= What to do =
Pick out every line in the entries below that contains the string "slope", matching case exactly, and copy each one.

─── Data rows ───

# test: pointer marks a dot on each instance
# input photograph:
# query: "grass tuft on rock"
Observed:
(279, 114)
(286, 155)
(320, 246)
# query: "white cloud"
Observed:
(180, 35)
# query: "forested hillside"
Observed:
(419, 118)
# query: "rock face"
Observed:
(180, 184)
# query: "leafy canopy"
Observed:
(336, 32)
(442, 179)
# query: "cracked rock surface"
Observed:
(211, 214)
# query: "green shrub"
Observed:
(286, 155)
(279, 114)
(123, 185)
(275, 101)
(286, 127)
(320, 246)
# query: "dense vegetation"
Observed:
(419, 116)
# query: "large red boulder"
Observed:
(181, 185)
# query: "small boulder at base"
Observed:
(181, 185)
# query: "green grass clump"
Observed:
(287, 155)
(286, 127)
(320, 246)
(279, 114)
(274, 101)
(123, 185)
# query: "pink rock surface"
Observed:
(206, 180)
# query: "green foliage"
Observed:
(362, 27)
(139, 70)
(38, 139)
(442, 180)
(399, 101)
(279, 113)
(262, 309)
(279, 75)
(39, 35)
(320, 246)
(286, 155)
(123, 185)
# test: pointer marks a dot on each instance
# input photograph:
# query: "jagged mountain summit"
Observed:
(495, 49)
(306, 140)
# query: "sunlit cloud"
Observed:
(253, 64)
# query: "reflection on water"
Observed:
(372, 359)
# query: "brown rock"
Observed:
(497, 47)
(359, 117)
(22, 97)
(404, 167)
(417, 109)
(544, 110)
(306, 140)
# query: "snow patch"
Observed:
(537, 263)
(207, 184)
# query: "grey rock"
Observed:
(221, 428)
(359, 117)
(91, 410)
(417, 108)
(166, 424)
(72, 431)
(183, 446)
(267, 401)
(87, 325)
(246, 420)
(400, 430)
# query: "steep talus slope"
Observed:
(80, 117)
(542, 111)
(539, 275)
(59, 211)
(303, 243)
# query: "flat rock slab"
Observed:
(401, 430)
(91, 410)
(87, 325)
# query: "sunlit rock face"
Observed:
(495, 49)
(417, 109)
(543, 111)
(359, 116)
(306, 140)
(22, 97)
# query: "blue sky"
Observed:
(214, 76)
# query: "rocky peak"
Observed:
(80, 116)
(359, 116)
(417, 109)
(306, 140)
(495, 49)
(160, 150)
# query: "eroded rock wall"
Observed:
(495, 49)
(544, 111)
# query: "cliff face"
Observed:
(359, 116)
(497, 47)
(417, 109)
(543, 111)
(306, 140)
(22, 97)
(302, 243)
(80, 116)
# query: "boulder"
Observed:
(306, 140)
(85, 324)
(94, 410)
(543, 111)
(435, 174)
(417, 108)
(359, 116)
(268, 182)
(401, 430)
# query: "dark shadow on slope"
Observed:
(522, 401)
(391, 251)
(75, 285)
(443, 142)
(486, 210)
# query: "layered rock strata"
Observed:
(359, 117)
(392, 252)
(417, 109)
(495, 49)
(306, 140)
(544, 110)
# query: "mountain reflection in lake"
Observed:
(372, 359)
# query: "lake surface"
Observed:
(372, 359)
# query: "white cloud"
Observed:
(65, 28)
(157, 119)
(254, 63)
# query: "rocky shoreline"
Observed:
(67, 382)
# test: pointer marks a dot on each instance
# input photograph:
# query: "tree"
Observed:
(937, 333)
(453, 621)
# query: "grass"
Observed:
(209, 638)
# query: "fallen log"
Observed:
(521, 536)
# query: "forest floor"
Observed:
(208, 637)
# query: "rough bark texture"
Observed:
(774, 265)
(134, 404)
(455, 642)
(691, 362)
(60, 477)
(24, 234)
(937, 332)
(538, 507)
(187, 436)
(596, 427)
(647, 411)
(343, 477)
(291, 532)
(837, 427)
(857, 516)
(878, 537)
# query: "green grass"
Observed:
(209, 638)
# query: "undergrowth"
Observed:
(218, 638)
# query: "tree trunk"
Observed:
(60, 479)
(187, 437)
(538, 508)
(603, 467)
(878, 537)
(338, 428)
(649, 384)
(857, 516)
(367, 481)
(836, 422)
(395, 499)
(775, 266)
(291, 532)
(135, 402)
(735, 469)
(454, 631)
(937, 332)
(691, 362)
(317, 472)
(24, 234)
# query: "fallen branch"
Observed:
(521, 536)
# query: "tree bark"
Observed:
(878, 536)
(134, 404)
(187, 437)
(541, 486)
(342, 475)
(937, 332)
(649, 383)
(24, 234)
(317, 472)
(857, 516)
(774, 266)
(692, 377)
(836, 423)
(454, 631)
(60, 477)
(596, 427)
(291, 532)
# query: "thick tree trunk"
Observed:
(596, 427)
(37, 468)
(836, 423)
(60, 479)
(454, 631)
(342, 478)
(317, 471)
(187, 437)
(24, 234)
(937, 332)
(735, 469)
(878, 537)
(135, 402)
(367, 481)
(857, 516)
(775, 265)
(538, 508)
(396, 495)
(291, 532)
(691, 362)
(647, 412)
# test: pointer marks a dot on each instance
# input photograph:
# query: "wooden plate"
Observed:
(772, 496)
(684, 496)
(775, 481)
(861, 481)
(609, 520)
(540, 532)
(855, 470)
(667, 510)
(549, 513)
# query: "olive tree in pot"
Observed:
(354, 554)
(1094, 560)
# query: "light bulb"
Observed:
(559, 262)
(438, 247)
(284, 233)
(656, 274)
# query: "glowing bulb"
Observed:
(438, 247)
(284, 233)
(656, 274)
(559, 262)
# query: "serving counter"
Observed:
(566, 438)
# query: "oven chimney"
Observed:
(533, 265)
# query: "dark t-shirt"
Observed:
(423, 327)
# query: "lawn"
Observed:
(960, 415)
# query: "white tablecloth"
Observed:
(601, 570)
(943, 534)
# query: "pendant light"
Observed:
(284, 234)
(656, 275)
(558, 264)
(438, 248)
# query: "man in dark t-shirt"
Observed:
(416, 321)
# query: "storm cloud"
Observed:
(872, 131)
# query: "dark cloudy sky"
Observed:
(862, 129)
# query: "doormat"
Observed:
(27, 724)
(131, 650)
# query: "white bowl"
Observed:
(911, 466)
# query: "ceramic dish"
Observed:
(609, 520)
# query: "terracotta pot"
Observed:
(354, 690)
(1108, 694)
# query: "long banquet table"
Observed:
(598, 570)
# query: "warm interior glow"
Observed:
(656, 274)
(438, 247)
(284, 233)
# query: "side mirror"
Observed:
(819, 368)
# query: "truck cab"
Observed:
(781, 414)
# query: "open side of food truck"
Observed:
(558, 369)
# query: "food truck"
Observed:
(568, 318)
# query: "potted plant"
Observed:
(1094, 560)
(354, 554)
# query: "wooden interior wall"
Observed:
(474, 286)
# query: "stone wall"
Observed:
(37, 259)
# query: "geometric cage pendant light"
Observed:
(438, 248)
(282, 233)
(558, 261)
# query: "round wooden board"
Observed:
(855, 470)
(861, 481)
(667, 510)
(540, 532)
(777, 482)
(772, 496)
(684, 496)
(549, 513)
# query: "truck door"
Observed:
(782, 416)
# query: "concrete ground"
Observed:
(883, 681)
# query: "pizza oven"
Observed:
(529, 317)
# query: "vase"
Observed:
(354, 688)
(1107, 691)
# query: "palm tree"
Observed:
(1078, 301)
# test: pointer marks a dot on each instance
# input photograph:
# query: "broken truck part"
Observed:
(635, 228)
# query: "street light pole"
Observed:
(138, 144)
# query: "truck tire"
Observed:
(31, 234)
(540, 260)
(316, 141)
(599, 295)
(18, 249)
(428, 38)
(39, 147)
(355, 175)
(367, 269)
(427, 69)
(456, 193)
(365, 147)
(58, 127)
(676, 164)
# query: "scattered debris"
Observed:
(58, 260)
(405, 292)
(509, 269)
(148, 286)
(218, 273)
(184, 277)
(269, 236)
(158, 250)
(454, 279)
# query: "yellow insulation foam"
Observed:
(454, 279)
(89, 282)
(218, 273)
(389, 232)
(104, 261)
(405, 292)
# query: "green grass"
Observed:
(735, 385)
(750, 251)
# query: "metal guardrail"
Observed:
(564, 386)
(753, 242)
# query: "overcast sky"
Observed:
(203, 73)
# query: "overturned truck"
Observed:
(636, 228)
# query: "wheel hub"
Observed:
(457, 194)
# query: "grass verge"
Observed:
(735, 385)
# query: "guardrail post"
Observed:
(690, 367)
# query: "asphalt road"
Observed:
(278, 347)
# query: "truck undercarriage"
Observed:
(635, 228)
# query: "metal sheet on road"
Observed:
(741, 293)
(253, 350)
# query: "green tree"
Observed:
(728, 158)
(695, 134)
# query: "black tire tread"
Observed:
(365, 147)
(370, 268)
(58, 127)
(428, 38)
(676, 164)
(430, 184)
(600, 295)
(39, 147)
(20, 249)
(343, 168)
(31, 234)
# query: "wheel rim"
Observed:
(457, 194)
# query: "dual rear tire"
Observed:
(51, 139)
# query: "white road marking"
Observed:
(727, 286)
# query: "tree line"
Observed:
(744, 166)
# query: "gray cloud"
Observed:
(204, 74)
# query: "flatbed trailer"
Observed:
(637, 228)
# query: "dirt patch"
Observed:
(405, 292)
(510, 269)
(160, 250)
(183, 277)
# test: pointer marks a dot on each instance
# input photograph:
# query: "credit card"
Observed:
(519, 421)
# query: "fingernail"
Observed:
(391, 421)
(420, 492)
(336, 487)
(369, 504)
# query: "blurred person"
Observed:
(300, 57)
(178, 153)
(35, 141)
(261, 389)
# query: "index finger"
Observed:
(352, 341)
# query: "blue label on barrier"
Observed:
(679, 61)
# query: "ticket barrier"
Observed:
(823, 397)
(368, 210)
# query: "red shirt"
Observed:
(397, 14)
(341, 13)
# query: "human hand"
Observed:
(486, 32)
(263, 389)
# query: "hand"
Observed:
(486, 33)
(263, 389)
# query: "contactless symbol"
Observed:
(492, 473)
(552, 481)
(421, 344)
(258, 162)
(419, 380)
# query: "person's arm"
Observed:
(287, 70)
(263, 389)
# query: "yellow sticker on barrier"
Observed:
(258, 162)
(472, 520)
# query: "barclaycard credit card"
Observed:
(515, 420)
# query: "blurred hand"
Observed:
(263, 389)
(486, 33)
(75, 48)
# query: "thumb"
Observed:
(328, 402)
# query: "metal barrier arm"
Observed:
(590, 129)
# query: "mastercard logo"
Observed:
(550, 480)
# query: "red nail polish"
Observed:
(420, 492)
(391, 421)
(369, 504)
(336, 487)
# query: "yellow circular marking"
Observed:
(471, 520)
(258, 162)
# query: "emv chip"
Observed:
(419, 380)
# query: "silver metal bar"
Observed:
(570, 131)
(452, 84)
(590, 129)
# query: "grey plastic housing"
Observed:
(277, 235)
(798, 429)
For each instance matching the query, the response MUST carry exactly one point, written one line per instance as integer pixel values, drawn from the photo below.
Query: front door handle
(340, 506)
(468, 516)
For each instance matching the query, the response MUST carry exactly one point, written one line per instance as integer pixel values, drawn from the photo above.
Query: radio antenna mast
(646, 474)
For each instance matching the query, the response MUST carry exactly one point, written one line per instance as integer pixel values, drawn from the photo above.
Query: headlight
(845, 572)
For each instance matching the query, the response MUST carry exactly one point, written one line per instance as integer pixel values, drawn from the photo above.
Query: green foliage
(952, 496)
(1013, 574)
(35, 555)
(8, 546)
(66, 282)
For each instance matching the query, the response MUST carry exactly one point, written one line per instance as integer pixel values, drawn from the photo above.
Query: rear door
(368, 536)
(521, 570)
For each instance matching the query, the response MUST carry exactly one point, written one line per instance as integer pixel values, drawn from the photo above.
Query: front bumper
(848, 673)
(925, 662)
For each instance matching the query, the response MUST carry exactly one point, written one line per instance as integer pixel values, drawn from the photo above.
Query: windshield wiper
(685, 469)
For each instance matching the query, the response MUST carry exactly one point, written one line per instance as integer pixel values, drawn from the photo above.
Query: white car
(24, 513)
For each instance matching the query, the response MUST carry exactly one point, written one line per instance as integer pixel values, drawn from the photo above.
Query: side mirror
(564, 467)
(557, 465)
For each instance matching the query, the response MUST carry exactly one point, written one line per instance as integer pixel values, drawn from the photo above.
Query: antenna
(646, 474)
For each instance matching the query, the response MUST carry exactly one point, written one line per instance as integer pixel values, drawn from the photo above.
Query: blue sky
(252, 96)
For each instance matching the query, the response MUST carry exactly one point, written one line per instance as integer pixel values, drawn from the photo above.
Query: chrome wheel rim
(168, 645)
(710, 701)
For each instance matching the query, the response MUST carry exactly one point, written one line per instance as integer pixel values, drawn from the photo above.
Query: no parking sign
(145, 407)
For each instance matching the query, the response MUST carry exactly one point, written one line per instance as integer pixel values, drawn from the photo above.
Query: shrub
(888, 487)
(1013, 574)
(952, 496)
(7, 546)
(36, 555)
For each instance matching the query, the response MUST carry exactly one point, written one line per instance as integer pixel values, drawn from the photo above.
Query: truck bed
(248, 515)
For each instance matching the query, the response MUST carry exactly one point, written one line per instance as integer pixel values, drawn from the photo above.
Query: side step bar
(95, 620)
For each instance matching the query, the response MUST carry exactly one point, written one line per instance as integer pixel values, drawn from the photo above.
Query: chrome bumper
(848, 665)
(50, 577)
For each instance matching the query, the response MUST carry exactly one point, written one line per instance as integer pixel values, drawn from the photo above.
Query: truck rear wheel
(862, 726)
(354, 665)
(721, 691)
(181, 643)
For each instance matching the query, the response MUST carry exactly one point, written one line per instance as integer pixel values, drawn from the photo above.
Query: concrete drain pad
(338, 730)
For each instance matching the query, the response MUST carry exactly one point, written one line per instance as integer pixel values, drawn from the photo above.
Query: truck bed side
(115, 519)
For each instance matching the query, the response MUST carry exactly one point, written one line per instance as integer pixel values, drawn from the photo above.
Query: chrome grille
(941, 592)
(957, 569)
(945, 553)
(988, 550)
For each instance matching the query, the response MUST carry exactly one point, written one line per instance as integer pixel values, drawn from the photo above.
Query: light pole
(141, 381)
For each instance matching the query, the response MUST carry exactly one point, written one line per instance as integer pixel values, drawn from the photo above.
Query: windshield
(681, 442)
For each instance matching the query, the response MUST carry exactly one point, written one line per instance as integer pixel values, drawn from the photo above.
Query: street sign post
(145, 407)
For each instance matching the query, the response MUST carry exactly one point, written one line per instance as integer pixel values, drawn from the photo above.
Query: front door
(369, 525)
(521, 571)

───

= Answer to the problem =
# query: "steep talus slope"
# query: "dark shadow on slope"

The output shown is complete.